:: SELECTED TEXT ::
%%

Tue, 06 Aug 2002

Rini's crisis center

Industry and trade minister Rini Soewandi's move to set up a crisis center in cooperation with business associations should be welcomed and supported as a fresh initiative to help reinvigorate the business sector through a mechanism that will focus on good coordination, fast decision-making and concrete programs of action.

As the minister in charge of manufacturing and trade that makes up core economic activities, Rini is greatly concerned over the worsening condition for investment and the steadily eroded competitiveness of Indonesia's export industry.

She is fully aware that without new investment the country's manufacturing industry will become increasingly less competitive because its obsolete plant equipment will make it grossly inefficient, unable to produce goods of higher value-added, and will render its products unable to meet changes in market preferences.

The almost 7 percent decrease in export revenues in the first six months of this year and the recent reports about how an increasing number of footwear and textile factories have lost foreign orders to competitors in other developing countries and how several major investors canceled their business plans in the country are greatly worrisome indeed.

There must be many things fundamentally wrong when Indonesia is losing in price competitiveness to such countries as China, Vietnam, Malaysia and India while the rupiah's foreign exchange rate remains almost four times less than it was before the 1997 crisis and its labor wages are still one of the lowest in the world.

%%

:: DATA TO EXAMINE ::
%%

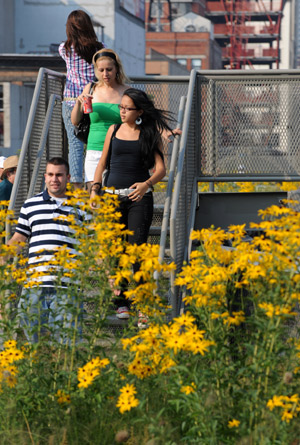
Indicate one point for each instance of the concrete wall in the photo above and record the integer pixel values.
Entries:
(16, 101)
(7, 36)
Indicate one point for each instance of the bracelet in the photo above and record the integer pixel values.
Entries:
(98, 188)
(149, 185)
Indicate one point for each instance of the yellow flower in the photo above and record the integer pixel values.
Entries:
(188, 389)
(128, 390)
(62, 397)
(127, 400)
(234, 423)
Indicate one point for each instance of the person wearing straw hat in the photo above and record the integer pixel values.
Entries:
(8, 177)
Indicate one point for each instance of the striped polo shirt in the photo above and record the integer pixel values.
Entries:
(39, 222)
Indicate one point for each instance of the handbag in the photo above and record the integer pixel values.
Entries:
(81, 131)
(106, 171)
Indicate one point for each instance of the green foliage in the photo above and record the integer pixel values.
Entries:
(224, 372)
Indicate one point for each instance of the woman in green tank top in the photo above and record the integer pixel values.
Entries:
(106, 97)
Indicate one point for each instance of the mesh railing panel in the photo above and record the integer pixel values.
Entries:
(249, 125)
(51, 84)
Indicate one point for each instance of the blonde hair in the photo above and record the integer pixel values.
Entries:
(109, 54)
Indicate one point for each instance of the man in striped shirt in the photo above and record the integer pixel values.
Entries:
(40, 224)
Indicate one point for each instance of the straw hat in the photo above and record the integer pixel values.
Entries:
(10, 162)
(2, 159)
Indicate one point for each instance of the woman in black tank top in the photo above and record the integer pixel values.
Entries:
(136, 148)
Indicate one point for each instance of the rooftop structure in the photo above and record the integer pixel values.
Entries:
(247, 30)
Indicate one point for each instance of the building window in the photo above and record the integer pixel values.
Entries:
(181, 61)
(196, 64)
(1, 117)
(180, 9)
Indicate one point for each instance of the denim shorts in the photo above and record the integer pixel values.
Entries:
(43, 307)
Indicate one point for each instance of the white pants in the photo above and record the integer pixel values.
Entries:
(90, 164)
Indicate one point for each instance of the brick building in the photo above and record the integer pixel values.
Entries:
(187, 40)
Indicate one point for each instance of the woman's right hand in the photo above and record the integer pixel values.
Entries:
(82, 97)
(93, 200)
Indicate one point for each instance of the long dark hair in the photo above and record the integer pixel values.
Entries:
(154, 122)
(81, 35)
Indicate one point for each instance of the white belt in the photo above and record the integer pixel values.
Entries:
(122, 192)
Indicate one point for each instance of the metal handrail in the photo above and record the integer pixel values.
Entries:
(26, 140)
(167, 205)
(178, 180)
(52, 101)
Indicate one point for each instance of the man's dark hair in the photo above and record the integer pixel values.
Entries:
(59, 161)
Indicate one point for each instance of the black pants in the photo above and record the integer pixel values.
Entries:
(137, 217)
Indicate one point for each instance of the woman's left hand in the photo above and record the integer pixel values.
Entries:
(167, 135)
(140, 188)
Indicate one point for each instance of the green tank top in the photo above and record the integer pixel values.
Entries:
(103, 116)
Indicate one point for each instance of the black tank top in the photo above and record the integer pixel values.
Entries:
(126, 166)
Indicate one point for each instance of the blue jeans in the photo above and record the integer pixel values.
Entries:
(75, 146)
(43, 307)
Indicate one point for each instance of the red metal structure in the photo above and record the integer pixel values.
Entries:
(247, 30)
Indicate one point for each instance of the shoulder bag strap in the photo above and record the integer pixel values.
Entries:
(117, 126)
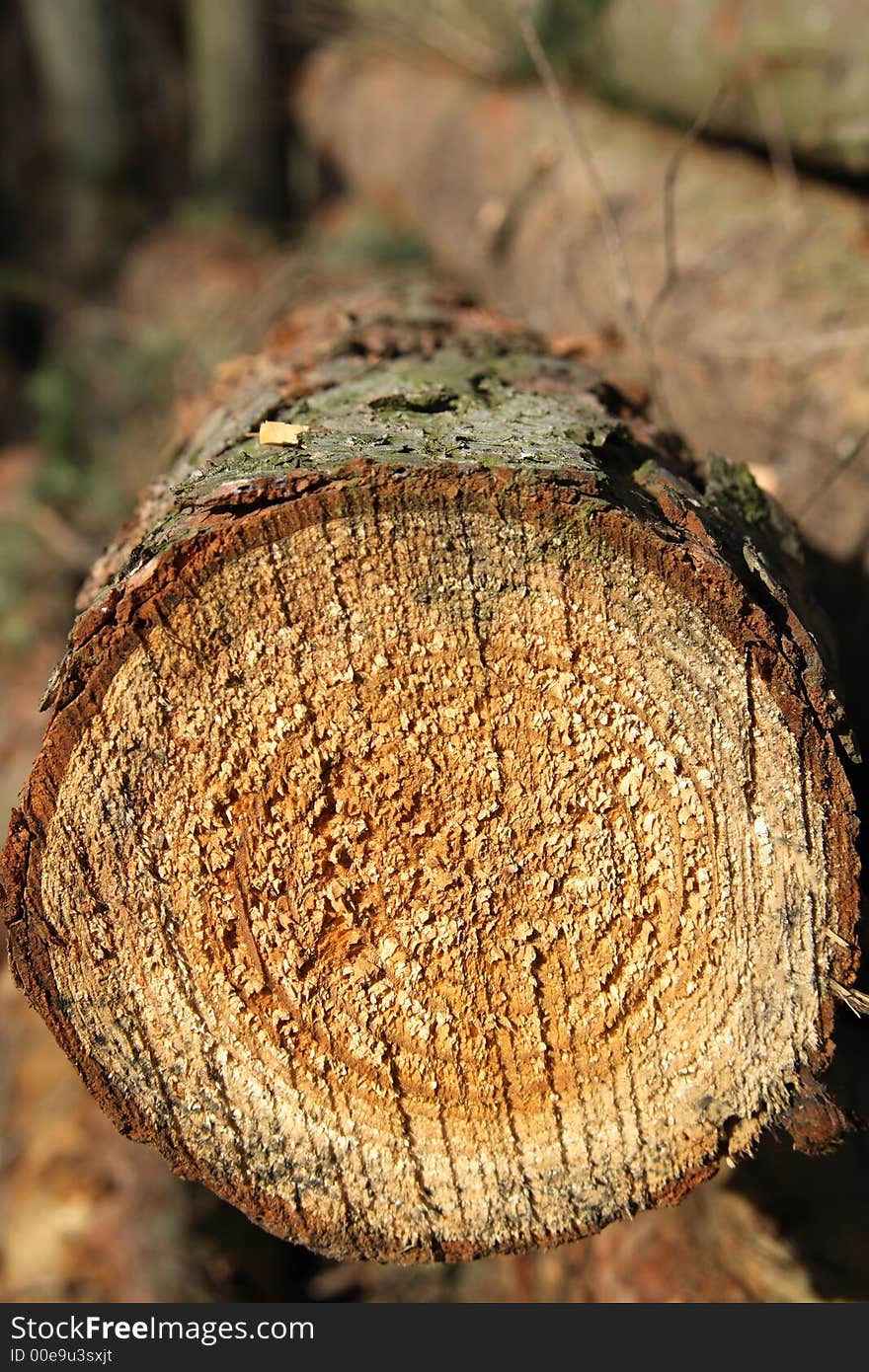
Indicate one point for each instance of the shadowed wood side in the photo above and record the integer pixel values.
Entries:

%%

:: EXERCISE SET ::
a: In the editorial on Rini's crisis center, which countries does Indonesia lose price competitiveness to?
b: Write out everything in the editorial from "As the minister" down to "in market preferences.".
Nothing in the data is needed here.

:: EXPECTED OUTPUTS ::
a: China, Vietnam, Malaysia, India

b:
As the minister in charge of manufacturing and trade that makes up core economic activities, Rini is greatly concerned over the worsening condition for investment and the steadily eroded competitiveness of Indonesia's export industry.

She is fully aware that without new investment the country's manufacturing industry will become increasingly less competitive because its obsolete plant equipment will make it grossly inefficient, unable to produce goods of higher value-added, and will render its products unable to meet changes in market preferences.